Arrange the data below as a Markdown table with the columns Row and Line, starting with the line that contains "Could you kindly segment every instance of the round" and going on through the last line of the data. Give each line its own numbered row and leave out blank lines.
----------
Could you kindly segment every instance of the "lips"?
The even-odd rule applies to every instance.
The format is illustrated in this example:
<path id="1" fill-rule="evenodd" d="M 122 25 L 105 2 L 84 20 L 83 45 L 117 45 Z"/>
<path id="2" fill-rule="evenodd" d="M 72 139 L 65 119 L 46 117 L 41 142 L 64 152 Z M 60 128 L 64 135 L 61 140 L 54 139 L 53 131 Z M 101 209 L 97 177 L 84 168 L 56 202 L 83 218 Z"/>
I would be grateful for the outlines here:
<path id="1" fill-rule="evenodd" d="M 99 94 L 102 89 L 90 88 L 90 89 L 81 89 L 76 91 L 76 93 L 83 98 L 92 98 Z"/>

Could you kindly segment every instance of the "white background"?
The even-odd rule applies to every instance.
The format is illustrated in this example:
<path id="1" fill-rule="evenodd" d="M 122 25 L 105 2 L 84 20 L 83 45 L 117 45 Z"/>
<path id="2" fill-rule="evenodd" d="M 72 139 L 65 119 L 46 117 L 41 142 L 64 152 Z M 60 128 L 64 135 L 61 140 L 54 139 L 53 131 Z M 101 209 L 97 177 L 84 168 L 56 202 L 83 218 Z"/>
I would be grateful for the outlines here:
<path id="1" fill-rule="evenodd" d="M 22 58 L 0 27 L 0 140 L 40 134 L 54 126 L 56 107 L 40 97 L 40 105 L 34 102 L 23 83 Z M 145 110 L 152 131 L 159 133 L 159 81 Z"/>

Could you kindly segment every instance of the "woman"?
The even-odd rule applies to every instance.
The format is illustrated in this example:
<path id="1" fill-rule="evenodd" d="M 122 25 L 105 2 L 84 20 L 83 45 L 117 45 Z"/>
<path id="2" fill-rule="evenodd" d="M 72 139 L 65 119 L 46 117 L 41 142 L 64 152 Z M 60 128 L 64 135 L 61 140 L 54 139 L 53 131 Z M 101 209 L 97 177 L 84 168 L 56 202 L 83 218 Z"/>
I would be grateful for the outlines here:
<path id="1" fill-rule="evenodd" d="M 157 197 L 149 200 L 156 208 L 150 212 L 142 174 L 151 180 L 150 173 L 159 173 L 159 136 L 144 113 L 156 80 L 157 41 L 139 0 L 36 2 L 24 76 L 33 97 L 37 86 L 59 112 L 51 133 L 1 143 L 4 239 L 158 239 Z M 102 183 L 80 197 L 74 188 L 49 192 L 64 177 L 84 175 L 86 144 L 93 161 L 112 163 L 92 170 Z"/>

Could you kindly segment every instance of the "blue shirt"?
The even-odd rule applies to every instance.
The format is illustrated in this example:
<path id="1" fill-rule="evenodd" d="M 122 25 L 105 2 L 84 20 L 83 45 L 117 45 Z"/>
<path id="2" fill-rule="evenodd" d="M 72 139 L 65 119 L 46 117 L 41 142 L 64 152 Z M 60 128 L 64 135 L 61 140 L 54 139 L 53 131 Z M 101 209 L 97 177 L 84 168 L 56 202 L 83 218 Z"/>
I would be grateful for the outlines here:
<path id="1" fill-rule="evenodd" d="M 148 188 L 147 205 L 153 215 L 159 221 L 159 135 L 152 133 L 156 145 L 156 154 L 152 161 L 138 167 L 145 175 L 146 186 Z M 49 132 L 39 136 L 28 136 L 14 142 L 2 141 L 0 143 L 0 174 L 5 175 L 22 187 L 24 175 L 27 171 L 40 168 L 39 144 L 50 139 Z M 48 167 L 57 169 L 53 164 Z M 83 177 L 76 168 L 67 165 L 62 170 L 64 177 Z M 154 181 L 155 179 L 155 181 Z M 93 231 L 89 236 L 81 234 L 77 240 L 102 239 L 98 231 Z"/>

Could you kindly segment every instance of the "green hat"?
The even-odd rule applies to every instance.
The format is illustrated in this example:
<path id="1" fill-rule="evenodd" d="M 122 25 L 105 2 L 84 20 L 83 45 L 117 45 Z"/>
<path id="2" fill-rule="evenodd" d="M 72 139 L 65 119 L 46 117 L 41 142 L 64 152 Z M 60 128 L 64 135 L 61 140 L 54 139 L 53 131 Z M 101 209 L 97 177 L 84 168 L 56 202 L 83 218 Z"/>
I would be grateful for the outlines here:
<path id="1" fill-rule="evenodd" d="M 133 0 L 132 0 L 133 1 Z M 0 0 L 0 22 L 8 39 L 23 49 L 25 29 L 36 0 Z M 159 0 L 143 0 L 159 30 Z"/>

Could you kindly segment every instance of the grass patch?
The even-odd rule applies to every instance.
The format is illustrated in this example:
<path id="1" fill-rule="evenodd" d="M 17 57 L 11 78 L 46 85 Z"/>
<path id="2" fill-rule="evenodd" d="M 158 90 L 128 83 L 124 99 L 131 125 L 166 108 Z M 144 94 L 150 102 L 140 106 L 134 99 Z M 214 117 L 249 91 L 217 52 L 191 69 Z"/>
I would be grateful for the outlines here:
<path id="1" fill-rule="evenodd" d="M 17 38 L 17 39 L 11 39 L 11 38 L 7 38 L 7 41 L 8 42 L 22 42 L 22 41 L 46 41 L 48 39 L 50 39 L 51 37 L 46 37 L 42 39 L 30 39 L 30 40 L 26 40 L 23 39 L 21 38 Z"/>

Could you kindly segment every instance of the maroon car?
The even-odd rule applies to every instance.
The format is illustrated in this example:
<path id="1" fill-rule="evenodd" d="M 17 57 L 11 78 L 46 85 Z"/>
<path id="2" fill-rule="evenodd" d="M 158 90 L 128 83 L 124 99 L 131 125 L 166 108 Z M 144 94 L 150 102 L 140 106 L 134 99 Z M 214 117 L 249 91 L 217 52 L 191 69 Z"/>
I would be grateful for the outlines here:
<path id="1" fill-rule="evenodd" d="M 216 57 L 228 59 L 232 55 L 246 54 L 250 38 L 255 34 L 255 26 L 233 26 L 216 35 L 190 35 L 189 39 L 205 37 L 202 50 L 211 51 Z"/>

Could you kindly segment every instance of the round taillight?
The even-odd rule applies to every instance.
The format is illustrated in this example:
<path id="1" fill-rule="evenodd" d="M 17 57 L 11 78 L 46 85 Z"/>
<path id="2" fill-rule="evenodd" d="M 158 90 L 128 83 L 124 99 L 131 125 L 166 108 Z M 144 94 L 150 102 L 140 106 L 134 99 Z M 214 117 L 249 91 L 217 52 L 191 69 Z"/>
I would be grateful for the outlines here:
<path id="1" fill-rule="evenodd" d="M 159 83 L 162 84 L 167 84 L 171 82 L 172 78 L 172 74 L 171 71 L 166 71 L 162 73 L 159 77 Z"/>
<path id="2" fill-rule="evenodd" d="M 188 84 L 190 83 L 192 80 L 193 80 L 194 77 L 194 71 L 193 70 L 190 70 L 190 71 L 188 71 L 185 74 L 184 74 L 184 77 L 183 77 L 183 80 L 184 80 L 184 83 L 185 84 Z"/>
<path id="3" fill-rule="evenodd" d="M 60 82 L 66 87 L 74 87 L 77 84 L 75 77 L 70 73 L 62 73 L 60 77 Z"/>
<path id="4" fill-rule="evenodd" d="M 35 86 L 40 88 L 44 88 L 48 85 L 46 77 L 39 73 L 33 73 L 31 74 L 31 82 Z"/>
----------
** Right answer **
| Row | Line |
|---|---|
| 1 | Could you kindly segment every instance of the round taillight? |
| 2 | The even-odd rule applies to every instance. |
| 3 | The format is illustrated in this example: |
| 4 | <path id="1" fill-rule="evenodd" d="M 17 57 L 11 78 L 46 85 Z"/> |
| 5 | <path id="2" fill-rule="evenodd" d="M 158 90 L 128 83 L 124 99 L 131 125 L 166 108 Z M 144 94 L 150 102 L 140 106 L 134 99 Z M 214 117 L 249 91 L 217 52 L 191 69 Z"/> |
| 6 | I would be grateful for the outlines here: |
| 7 | <path id="1" fill-rule="evenodd" d="M 159 83 L 162 84 L 167 84 L 171 82 L 172 78 L 172 74 L 171 71 L 166 71 L 162 73 L 159 77 Z"/> |
| 8 | <path id="2" fill-rule="evenodd" d="M 188 84 L 190 83 L 192 80 L 193 80 L 194 77 L 194 71 L 193 70 L 190 70 L 190 71 L 188 71 L 185 74 L 184 74 L 184 77 L 183 77 L 183 80 L 184 80 L 184 83 L 185 84 Z"/> |
| 9 | <path id="3" fill-rule="evenodd" d="M 60 82 L 66 87 L 74 87 L 77 84 L 75 77 L 70 73 L 62 73 L 60 77 Z"/> |
| 10 | <path id="4" fill-rule="evenodd" d="M 35 86 L 40 88 L 44 88 L 48 85 L 46 77 L 39 73 L 33 73 L 31 74 L 31 82 Z"/> |